With the material below, print exactly the lines between the line holding "97, row 307" and the line holding "886, row 299", inclusive. Add nothing else.

----------

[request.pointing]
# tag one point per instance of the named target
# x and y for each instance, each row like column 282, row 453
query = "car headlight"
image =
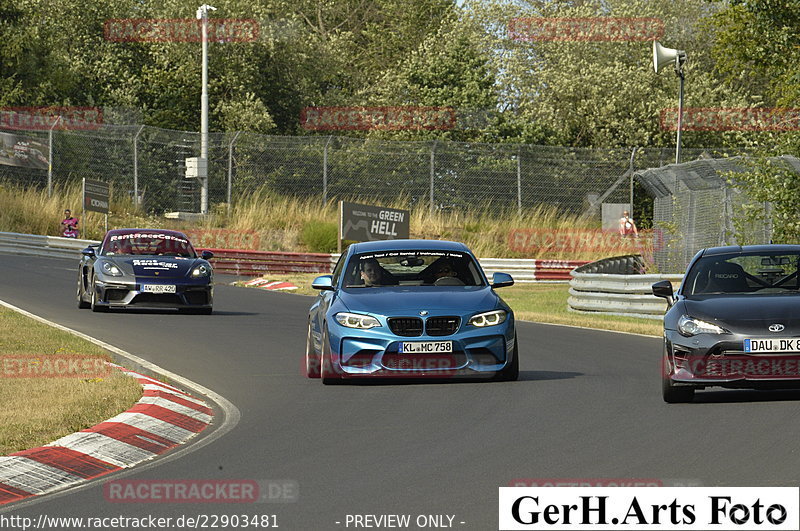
column 111, row 269
column 689, row 326
column 495, row 317
column 201, row 271
column 356, row 320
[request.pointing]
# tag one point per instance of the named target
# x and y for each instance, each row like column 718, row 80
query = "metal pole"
column 230, row 169
column 202, row 14
column 325, row 172
column 680, row 119
column 136, row 201
column 433, row 150
column 50, row 158
column 519, row 181
column 630, row 167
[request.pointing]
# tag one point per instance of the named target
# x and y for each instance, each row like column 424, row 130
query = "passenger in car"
column 374, row 275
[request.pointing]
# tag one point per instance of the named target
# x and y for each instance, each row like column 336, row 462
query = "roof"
column 408, row 245
column 156, row 231
column 772, row 248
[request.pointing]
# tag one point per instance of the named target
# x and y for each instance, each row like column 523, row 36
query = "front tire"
column 82, row 304
column 94, row 306
column 312, row 358
column 328, row 371
column 510, row 373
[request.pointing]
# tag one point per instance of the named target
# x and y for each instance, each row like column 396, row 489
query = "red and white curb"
column 163, row 418
column 271, row 285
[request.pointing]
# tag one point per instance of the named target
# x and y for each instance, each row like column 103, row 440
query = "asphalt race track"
column 587, row 405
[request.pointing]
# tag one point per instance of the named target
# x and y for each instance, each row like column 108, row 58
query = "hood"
column 155, row 266
column 395, row 300
column 748, row 313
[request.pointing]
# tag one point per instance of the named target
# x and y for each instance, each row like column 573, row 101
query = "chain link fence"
column 693, row 205
column 148, row 163
column 697, row 205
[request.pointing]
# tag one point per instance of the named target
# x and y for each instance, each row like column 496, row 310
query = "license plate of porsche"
column 425, row 347
column 158, row 288
column 772, row 344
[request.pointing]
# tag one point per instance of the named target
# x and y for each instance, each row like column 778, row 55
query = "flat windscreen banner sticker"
column 95, row 196
column 26, row 152
column 649, row 508
column 366, row 223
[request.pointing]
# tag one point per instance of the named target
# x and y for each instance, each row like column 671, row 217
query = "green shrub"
column 320, row 236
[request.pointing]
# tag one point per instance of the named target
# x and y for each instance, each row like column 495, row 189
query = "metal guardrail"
column 614, row 293
column 255, row 263
column 531, row 270
column 50, row 246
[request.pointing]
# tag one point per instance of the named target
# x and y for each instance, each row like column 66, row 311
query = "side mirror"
column 502, row 280
column 325, row 282
column 663, row 289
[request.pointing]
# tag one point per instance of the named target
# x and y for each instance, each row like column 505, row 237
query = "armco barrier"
column 53, row 246
column 255, row 263
column 530, row 269
column 612, row 286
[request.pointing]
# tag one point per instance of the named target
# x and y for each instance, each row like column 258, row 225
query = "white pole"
column 202, row 14
column 136, row 168
column 50, row 158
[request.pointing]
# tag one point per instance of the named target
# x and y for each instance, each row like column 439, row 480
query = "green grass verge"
column 39, row 410
column 543, row 303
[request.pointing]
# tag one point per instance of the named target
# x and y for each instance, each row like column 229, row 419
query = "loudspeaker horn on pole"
column 663, row 56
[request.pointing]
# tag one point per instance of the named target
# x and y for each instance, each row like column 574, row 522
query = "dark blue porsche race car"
column 410, row 308
column 145, row 268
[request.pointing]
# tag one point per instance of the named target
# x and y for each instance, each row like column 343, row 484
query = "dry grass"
column 37, row 411
column 542, row 303
column 31, row 211
column 280, row 221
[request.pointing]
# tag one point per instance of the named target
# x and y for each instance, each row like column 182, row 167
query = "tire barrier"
column 617, row 286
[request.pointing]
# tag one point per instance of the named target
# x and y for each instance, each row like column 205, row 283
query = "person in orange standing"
column 70, row 225
column 627, row 227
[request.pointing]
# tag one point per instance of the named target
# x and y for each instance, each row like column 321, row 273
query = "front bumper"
column 707, row 360
column 117, row 294
column 476, row 353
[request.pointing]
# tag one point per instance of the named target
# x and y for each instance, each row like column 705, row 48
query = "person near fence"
column 70, row 225
column 627, row 227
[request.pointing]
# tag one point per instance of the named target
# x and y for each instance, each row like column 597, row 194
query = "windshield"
column 743, row 273
column 147, row 243
column 412, row 268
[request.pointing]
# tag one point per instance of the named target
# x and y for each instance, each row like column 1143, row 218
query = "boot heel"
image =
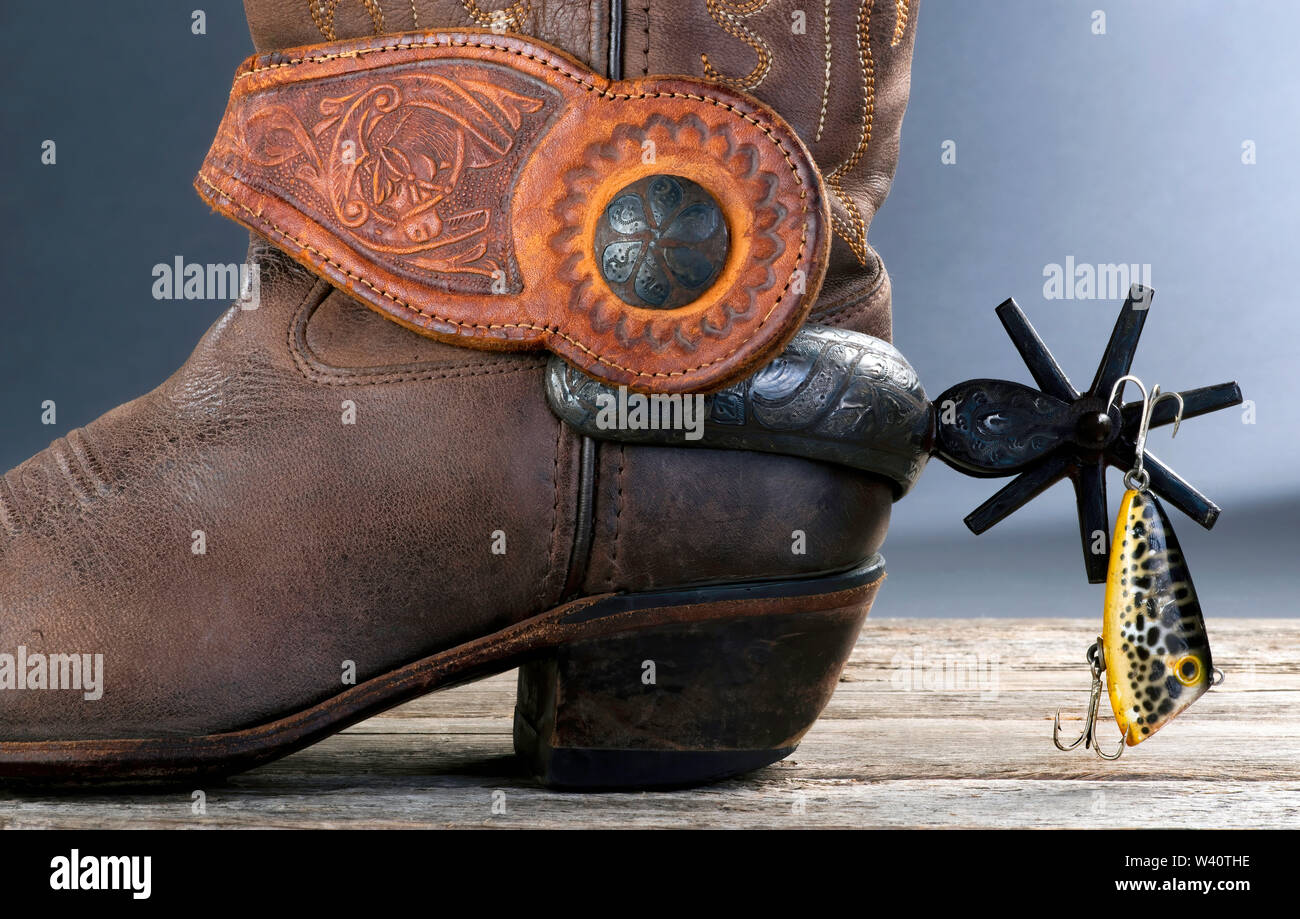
column 680, row 688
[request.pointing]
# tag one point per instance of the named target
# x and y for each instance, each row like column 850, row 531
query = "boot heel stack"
column 688, row 686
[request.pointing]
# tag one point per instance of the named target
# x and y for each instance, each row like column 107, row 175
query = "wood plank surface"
column 936, row 723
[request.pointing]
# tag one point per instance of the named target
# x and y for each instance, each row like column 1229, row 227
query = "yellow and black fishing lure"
column 1153, row 649
column 1157, row 655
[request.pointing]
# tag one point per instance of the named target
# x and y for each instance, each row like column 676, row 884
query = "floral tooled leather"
column 454, row 182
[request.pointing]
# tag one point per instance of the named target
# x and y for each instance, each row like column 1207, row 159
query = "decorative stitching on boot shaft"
column 246, row 176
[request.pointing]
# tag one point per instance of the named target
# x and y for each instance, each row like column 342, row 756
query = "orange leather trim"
column 453, row 181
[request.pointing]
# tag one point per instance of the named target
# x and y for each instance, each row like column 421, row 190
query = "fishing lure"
column 1153, row 647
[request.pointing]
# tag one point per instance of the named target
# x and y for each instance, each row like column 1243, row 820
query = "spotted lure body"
column 1157, row 654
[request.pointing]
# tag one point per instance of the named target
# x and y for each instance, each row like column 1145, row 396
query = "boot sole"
column 622, row 690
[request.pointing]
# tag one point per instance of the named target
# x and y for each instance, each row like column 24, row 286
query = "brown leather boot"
column 356, row 493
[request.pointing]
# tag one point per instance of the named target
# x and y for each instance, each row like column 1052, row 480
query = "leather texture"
column 372, row 542
column 454, row 181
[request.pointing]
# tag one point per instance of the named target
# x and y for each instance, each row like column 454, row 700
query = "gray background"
column 1112, row 148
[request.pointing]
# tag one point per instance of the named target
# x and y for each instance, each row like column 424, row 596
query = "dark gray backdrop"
column 1123, row 147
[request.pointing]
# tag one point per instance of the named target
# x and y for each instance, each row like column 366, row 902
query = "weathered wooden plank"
column 918, row 733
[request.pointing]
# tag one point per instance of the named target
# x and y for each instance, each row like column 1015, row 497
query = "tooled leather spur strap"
column 666, row 234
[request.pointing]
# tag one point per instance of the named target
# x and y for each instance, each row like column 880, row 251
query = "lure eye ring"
column 1196, row 670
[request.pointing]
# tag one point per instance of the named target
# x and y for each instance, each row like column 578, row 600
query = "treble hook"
column 1138, row 477
column 1097, row 663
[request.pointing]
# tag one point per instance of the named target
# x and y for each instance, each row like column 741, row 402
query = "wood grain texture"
column 882, row 755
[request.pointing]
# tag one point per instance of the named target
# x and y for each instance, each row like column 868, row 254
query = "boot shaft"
column 837, row 70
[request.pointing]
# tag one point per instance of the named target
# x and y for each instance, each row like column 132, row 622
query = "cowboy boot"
column 355, row 490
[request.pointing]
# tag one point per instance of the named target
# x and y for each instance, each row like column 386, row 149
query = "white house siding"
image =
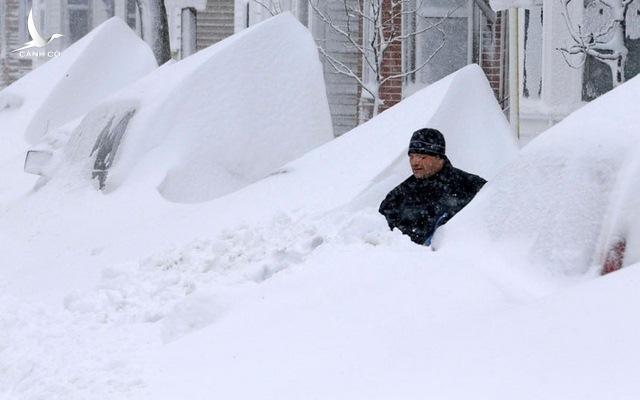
column 12, row 67
column 215, row 23
column 342, row 91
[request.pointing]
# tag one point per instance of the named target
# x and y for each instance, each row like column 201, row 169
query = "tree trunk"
column 155, row 29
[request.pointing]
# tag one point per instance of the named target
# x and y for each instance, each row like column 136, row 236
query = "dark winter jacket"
column 418, row 206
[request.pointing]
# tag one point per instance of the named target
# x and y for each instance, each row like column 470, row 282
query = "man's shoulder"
column 468, row 176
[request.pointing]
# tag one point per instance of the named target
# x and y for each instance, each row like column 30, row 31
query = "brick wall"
column 391, row 91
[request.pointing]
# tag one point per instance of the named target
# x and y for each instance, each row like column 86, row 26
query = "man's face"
column 425, row 165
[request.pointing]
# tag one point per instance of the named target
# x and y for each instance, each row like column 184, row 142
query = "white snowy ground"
column 293, row 287
column 55, row 95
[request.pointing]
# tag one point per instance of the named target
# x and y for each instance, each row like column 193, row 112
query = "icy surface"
column 571, row 194
column 498, row 5
column 293, row 287
column 68, row 86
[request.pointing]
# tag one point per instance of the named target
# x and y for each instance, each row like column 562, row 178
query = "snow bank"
column 568, row 198
column 213, row 122
column 110, row 57
column 498, row 5
column 296, row 272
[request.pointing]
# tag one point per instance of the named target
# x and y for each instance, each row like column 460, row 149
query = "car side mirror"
column 36, row 161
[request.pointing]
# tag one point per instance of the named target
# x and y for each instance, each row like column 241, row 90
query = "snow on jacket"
column 418, row 206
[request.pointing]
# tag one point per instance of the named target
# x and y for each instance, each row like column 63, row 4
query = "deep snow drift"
column 48, row 100
column 293, row 287
column 570, row 196
column 211, row 123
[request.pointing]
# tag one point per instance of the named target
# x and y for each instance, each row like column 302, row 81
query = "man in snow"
column 433, row 194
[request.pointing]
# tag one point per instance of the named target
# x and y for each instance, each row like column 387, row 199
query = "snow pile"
column 213, row 122
column 110, row 57
column 46, row 102
column 498, row 5
column 569, row 197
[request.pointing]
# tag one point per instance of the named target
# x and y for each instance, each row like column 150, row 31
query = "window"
column 79, row 19
column 446, row 45
column 25, row 7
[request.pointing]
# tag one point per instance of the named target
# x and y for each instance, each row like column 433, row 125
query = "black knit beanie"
column 427, row 141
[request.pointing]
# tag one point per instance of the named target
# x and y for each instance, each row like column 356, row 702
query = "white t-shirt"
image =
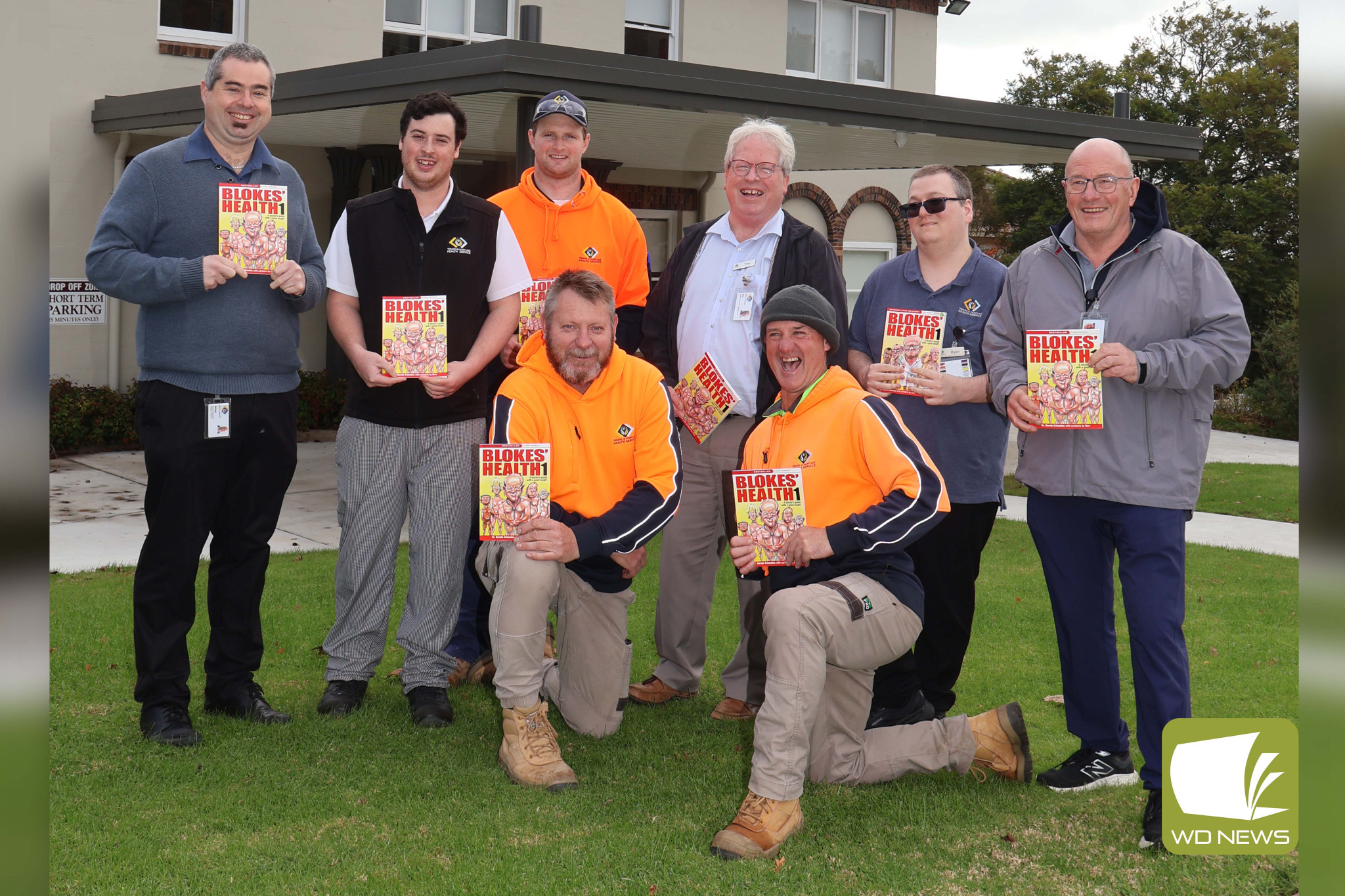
column 509, row 277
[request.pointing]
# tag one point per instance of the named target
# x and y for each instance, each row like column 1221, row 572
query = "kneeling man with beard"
column 617, row 479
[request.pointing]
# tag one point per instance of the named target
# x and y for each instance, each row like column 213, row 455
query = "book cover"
column 911, row 341
column 514, row 485
column 707, row 398
column 768, row 509
column 254, row 224
column 414, row 328
column 1060, row 381
column 530, row 310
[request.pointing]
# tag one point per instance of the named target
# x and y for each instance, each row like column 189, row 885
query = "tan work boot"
column 759, row 830
column 734, row 710
column 1002, row 742
column 654, row 691
column 529, row 752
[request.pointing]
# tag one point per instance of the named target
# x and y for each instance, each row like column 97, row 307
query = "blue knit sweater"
column 237, row 339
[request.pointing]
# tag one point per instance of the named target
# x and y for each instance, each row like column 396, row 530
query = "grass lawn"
column 1262, row 490
column 372, row 805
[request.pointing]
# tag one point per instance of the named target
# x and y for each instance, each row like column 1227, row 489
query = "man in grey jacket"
column 217, row 402
column 1173, row 328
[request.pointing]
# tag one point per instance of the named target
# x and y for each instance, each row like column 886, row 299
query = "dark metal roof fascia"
column 514, row 66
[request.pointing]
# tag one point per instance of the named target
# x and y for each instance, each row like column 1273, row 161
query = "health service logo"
column 1229, row 786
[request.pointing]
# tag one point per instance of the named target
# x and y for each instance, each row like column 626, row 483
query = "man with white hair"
column 1173, row 328
column 709, row 300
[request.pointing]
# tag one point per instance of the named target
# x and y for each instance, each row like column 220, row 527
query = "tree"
column 1235, row 77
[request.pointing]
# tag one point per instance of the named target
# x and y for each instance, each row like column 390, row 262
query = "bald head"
column 1099, row 151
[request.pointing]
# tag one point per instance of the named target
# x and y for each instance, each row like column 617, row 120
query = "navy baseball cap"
column 562, row 102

----------

Solution to this problem>
# x and y for each instance, each row like column 97, row 307
query = "blue knit sweater"
column 237, row 339
[request.pointing]
# tag one point per instance of the named target
# x and y for each instance, each row like column 396, row 530
query = "grass lawn"
column 1262, row 490
column 372, row 805
[request.pointing]
# tag one point per instance of the named target
# x and y for each instance, each row like column 1227, row 489
query = "man in grey jacket"
column 217, row 402
column 1173, row 328
[request.pointing]
# tag one point per instance of the named target
# x and y for each instance, each row like column 886, row 299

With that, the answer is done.